◆ Task to complete: Reproduce every line in the material below that holds "logo".
----
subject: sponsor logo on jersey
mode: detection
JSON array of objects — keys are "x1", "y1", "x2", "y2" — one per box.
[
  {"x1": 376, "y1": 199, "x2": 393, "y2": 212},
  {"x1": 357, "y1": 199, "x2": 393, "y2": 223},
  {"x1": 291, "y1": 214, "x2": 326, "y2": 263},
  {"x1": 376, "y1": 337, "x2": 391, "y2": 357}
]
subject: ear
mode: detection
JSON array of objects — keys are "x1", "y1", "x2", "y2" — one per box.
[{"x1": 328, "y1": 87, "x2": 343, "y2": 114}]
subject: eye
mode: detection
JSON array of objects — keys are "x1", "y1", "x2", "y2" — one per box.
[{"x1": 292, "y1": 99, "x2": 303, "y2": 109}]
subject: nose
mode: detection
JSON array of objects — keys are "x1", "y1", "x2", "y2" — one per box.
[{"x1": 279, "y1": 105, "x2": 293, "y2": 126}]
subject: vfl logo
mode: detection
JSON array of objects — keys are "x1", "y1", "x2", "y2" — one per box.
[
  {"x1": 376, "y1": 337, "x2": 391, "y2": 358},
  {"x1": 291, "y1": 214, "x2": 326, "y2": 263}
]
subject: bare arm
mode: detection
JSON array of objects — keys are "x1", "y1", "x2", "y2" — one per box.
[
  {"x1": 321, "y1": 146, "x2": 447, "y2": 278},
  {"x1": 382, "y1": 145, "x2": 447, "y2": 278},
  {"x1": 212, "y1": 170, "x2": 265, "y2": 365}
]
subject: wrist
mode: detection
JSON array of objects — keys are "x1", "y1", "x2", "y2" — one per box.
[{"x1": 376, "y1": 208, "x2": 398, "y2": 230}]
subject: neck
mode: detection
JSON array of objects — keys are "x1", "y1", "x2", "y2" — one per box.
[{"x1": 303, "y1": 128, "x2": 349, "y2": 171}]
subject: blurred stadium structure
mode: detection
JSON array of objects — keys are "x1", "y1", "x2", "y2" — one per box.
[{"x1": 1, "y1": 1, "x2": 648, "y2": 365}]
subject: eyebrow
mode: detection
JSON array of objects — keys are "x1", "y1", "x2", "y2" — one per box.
----
◆ Written solution:
subject: sponsor logo on jersey
subject: vfl logo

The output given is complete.